**YOUR TASK**
Render each line of the listing below as an item in a numbered list, omitting any blank lines.

**RECORD SET**
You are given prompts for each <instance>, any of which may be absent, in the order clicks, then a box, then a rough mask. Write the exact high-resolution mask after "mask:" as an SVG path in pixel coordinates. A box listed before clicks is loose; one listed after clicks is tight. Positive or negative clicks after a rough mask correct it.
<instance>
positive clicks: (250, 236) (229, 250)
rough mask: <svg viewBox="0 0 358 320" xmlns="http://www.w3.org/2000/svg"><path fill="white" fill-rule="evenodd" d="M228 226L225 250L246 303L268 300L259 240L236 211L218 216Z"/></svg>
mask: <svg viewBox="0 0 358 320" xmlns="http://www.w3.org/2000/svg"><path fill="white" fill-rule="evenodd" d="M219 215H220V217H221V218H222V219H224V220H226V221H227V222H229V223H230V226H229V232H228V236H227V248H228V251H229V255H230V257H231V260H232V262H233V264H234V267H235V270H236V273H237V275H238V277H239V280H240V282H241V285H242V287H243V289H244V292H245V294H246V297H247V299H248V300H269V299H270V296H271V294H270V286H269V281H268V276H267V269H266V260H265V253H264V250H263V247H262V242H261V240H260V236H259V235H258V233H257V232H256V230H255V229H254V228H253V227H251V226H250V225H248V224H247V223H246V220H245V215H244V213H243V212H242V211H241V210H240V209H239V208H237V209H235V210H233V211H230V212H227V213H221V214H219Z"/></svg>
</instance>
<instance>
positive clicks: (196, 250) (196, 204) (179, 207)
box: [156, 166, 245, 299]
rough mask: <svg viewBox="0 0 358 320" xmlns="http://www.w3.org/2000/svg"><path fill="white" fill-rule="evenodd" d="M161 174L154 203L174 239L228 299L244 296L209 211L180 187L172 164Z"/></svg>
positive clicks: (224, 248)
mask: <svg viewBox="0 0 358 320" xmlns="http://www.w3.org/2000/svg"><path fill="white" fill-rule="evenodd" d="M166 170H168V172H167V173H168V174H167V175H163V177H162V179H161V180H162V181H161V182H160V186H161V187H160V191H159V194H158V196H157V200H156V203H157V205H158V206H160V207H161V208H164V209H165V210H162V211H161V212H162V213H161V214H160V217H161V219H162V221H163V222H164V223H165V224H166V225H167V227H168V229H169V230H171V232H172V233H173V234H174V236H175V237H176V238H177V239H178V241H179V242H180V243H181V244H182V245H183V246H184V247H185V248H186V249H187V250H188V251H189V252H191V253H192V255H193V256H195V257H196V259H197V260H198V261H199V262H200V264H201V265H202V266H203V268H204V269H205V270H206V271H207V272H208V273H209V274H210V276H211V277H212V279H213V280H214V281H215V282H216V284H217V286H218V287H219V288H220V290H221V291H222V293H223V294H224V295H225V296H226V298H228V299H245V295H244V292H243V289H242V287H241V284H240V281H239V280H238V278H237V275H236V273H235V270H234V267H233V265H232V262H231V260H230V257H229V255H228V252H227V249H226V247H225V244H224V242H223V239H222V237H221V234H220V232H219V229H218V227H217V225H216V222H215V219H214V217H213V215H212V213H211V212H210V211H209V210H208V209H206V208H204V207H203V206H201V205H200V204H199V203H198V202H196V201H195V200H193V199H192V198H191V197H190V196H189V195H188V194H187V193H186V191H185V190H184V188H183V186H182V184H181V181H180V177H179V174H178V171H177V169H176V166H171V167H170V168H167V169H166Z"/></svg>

**WRITTEN SOLUTION**
1. You are given prompts for each <instance>, any of which may be absent, in the order clicks, then a box, then a rough mask. Write the exact high-resolution mask after "mask:" as an SVG path in pixel coordinates. A box listed before clicks is loose; one listed after clicks is tight. Positive or negative clicks after a rough mask correct it.
2. <instance>
3. positive clicks: (250, 236) (229, 250)
4. rough mask: <svg viewBox="0 0 358 320" xmlns="http://www.w3.org/2000/svg"><path fill="white" fill-rule="evenodd" d="M228 226L225 250L246 303L268 300L259 240L236 211L218 216Z"/></svg>
5. mask: <svg viewBox="0 0 358 320" xmlns="http://www.w3.org/2000/svg"><path fill="white" fill-rule="evenodd" d="M219 215H220V217H221V218H222V219H224V220H226V221H227V222H229V223H230V226H229V232H228V236H227V248H228V251H229V255H230V257H231V260H232V262H233V264H234V267H235V270H236V273H237V275H238V277H239V280H240V282H241V285H242V287H243V289H244V292H245V294H246V297H247V299H248V300H269V299H270V296H271V294H270V286H269V281H268V276H267V269H266V260H265V253H264V250H263V247H262V242H261V240H260V236H259V235H258V233H257V232H256V230H255V229H254V228H253V227H251V226H250V225H248V224H247V223H246V220H245V215H244V213H243V212H242V211H241V210H240V209H239V208H237V209H235V210H233V211H230V212H227V213H221V214H219Z"/></svg>
6. </instance>
7. <instance>
8. positive clicks: (196, 250) (196, 204) (179, 207)
9. box: [156, 166, 245, 299]
10. rough mask: <svg viewBox="0 0 358 320" xmlns="http://www.w3.org/2000/svg"><path fill="white" fill-rule="evenodd" d="M161 174L154 203L174 239L228 299L244 296L209 211L180 187L172 164Z"/></svg>
11. positive clicks: (224, 248)
12. mask: <svg viewBox="0 0 358 320" xmlns="http://www.w3.org/2000/svg"><path fill="white" fill-rule="evenodd" d="M166 170H168V172H167V173H168V174H167V175H163V177H162V179H161V180H162V181H161V182H160V186H161V187H160V191H159V194H158V196H157V200H156V203H157V205H158V206H160V207H161V208H164V209H165V210H162V211H161V212H162V213H161V214H160V217H161V219H162V221H163V222H164V223H165V224H166V225H167V227H168V229H169V230H171V232H172V233H173V234H174V236H175V237H176V238H177V239H178V241H179V242H180V243H181V244H182V245H183V246H184V247H185V248H186V249H187V250H188V251H189V252H191V253H192V255H193V256H195V257H196V259H197V260H198V261H199V262H200V264H201V265H202V266H203V268H204V269H205V270H206V271H207V272H208V273H209V274H210V276H211V277H212V279H213V280H214V281H215V282H216V284H217V286H218V287H219V288H220V290H221V291H222V293H223V294H224V295H225V296H226V298H228V299H245V295H244V292H243V289H242V287H241V284H240V281H239V280H238V278H237V275H236V273H235V270H234V267H233V265H232V262H231V260H230V257H229V255H228V252H227V249H226V247H225V244H224V242H223V239H222V237H221V234H220V232H219V229H218V227H217V225H216V222H215V219H214V217H213V215H212V213H211V212H210V211H209V210H208V209H206V208H204V207H203V206H201V205H200V204H199V203H198V202H196V201H195V200H193V199H192V198H191V197H190V196H189V195H188V194H187V193H186V191H185V190H184V188H183V186H182V184H181V181H180V177H179V174H178V171H177V169H176V166H171V167H170V168H167V169H166Z"/></svg>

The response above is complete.